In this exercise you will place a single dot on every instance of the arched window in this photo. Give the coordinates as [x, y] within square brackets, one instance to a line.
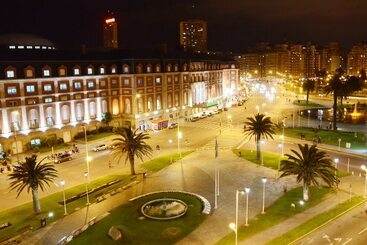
[159, 102]
[115, 107]
[65, 113]
[127, 106]
[150, 104]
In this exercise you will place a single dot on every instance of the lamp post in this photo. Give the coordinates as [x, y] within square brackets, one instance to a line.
[363, 167]
[87, 187]
[336, 161]
[234, 228]
[247, 190]
[263, 180]
[62, 182]
[87, 159]
[170, 143]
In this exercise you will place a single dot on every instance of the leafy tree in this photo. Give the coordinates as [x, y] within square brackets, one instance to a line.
[131, 144]
[106, 118]
[308, 85]
[335, 87]
[259, 127]
[32, 175]
[310, 165]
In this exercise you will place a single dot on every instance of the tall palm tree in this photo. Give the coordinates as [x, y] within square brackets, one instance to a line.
[32, 175]
[308, 85]
[132, 144]
[310, 165]
[335, 87]
[259, 127]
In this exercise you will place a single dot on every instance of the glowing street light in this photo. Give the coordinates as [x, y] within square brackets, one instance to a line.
[62, 182]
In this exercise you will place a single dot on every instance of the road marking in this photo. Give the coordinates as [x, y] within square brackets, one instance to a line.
[348, 240]
[359, 233]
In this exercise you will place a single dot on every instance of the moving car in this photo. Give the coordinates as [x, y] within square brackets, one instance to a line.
[64, 157]
[100, 147]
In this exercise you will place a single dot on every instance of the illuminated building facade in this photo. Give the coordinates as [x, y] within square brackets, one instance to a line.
[193, 35]
[55, 93]
[110, 34]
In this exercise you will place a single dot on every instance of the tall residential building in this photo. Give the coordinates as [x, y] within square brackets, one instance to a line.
[110, 34]
[193, 35]
[357, 59]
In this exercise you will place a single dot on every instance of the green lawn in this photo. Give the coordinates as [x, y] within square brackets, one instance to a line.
[329, 137]
[310, 103]
[270, 160]
[22, 216]
[135, 231]
[158, 163]
[315, 222]
[279, 211]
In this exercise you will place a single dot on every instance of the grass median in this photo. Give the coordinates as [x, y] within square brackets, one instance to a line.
[279, 211]
[329, 137]
[270, 160]
[22, 217]
[315, 222]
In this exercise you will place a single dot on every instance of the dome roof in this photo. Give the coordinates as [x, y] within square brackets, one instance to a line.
[24, 40]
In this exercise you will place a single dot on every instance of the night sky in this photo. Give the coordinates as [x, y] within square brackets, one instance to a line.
[232, 24]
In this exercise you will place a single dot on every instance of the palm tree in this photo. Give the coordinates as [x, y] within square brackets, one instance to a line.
[260, 127]
[310, 165]
[132, 144]
[308, 85]
[32, 175]
[335, 87]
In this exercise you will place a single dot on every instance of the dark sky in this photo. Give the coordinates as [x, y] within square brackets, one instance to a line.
[232, 24]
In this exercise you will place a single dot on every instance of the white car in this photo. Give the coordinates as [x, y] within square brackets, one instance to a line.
[100, 147]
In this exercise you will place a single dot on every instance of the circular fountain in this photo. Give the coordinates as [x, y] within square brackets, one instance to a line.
[164, 209]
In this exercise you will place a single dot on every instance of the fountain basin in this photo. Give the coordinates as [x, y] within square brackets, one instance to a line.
[164, 209]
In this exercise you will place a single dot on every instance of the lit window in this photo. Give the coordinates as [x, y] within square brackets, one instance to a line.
[78, 85]
[30, 89]
[90, 84]
[10, 74]
[46, 73]
[47, 87]
[48, 100]
[12, 90]
[63, 86]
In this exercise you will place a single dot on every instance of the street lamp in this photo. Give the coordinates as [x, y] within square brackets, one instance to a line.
[336, 161]
[87, 159]
[262, 157]
[170, 143]
[363, 167]
[247, 190]
[264, 180]
[234, 228]
[62, 182]
[87, 187]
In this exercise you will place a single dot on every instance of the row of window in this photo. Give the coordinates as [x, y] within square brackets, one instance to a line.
[46, 71]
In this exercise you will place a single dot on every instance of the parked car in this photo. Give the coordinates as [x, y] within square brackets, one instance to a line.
[194, 119]
[100, 147]
[173, 125]
[64, 157]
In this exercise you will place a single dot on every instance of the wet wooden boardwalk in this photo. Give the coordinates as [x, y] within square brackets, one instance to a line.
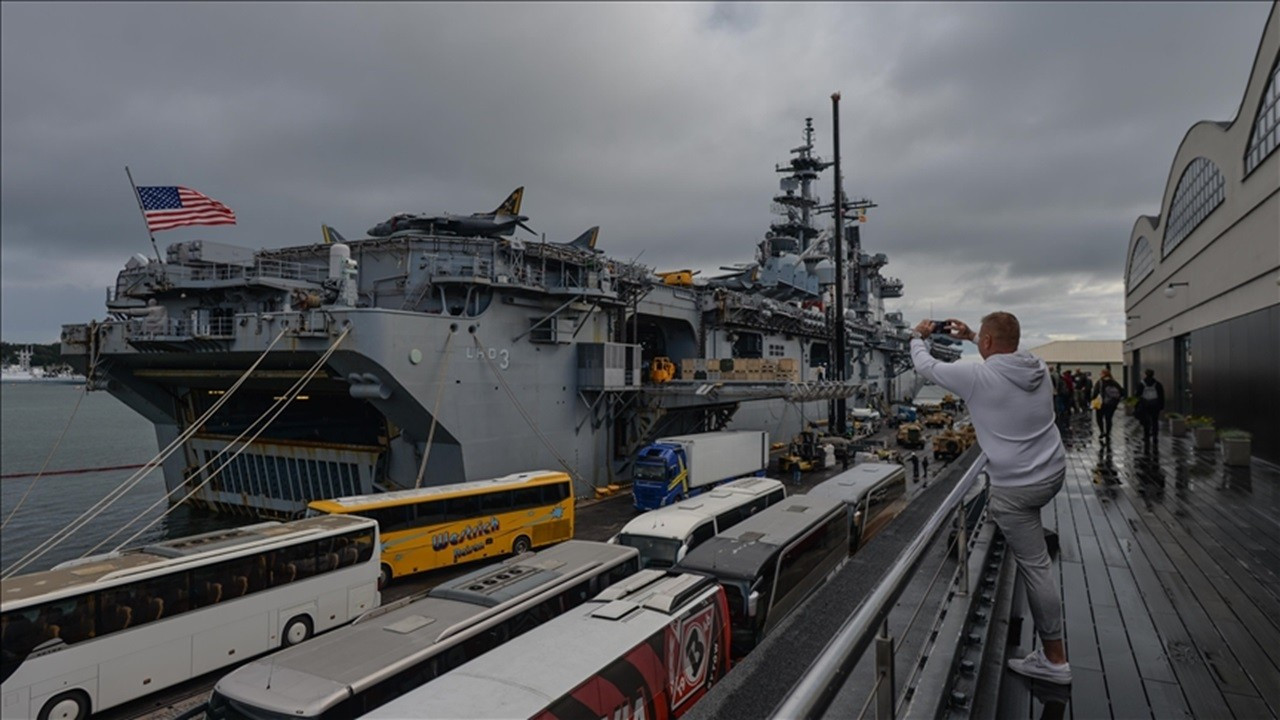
[1170, 575]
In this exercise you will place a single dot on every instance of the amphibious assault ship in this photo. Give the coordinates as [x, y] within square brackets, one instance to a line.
[443, 347]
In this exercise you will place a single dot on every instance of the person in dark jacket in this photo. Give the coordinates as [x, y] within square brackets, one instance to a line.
[1151, 404]
[1110, 392]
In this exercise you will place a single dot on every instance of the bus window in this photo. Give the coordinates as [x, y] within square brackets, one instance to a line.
[702, 533]
[429, 513]
[496, 502]
[526, 499]
[464, 507]
[554, 492]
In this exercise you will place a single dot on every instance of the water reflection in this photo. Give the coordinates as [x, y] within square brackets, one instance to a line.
[1237, 478]
[1151, 475]
[1106, 477]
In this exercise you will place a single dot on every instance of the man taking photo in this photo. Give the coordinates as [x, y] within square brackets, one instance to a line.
[1010, 400]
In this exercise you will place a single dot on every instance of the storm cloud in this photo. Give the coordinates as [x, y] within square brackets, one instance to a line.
[1010, 146]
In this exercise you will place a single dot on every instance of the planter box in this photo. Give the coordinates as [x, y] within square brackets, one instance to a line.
[1205, 438]
[1237, 452]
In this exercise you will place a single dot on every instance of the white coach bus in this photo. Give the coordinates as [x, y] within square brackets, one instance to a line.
[403, 645]
[99, 632]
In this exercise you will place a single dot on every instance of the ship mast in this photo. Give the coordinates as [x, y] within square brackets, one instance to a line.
[798, 210]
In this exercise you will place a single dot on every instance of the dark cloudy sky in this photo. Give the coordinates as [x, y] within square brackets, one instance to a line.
[1010, 146]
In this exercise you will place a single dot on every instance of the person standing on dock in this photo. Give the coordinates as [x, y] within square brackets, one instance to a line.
[1110, 392]
[1151, 402]
[1010, 400]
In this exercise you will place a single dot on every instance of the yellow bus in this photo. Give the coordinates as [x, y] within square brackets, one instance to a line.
[442, 525]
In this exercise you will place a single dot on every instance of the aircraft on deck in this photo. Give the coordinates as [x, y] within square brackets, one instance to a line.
[501, 222]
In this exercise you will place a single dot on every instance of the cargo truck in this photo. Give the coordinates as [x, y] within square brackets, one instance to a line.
[675, 468]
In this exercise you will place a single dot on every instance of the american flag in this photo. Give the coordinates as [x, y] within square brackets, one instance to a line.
[168, 206]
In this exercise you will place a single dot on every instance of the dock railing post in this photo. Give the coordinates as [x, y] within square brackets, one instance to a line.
[885, 671]
[963, 550]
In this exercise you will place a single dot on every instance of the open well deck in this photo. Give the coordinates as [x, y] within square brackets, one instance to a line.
[1170, 575]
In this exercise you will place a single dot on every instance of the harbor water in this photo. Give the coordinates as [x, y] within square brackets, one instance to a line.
[104, 433]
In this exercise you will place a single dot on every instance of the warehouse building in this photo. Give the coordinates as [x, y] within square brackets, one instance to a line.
[1202, 279]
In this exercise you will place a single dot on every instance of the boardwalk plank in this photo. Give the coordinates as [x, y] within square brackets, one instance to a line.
[1206, 638]
[1119, 666]
[1198, 684]
[1147, 650]
[1168, 702]
[1088, 695]
[1082, 645]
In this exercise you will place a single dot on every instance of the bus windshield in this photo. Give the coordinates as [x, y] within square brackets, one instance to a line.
[654, 552]
[643, 472]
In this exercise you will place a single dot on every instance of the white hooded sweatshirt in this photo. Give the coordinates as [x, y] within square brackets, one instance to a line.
[1010, 401]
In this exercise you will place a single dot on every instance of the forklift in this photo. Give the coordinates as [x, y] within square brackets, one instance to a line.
[805, 451]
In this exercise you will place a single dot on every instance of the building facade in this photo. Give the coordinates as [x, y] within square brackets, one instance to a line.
[1202, 279]
[1089, 356]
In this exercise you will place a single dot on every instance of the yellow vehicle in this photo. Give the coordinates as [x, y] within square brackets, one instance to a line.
[807, 451]
[443, 525]
[937, 419]
[681, 278]
[910, 434]
[662, 370]
[947, 445]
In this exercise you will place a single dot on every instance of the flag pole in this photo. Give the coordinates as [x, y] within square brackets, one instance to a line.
[138, 197]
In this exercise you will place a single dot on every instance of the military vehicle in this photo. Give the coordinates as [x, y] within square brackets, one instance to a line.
[937, 419]
[947, 445]
[910, 434]
[807, 450]
[444, 349]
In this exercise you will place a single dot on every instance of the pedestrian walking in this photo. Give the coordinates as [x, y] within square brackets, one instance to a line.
[1106, 397]
[1068, 392]
[1151, 402]
[1009, 397]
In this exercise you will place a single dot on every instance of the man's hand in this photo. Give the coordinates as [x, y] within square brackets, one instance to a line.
[961, 331]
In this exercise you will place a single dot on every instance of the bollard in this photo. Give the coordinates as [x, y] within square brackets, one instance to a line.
[963, 550]
[885, 669]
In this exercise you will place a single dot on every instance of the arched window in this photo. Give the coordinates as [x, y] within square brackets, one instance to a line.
[1201, 190]
[1266, 127]
[1142, 263]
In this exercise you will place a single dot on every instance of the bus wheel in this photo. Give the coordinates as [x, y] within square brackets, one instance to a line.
[67, 706]
[296, 630]
[521, 545]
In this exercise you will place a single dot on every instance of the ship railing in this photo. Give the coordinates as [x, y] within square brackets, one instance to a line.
[263, 268]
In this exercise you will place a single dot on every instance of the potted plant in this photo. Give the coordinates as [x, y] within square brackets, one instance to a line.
[1202, 429]
[1237, 447]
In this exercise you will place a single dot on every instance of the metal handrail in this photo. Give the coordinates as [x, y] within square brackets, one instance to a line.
[828, 671]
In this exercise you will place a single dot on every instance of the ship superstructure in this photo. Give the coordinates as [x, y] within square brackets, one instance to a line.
■ ■ ■ ■ ■
What the task requires = Copy the part of the listing above from the line with "of the military" to the line with "[1237, 447]", both lines included, without changing a character.

Complete response =
In this exercise you will place a single dot on every instance of the military vehicle in this photo. Give the coordinates as [x, y] within square brackets, one instance to a line.
[937, 419]
[947, 445]
[910, 434]
[807, 450]
[444, 349]
In this exercise you will place a single dot on every instance of the pedestrian walking in this photo. Give the coordinates as [x, y] within square brackets, one instance to a line.
[1106, 397]
[1068, 392]
[1151, 402]
[1009, 397]
In this exercise you will place a single dot on every instance of the man's hand in this photo. Give the coordinates as [x, y] within square brackets, one instance to a line.
[961, 331]
In this exercise you will place a single dot on every instance of the bollard in this photo. Give the coordinates as [x, y] within square brackets, one instance to a line.
[963, 550]
[885, 669]
In this exercise you will place a single dot on every instance of the arched window in this photo. Give the coordinates as [x, y] within square brackets, one instance to a line.
[1201, 190]
[1266, 127]
[1142, 263]
In this exercise you will place a single dot on every instance of the bus wheel in this photo. Give the coordinates as [x, y] within square brackets, one instance to a line.
[67, 706]
[296, 630]
[521, 545]
In this exercise you will place a single dot on every instance of the ship railing in this photo. Give the coordinates as [x, y] within square brackets, one instance to a line.
[263, 268]
In this exercise you will place a single dot on every instance of the potted plant in this photo. Give the coordinates as [x, y] within square brackets, one instance to a line.
[1202, 429]
[1237, 447]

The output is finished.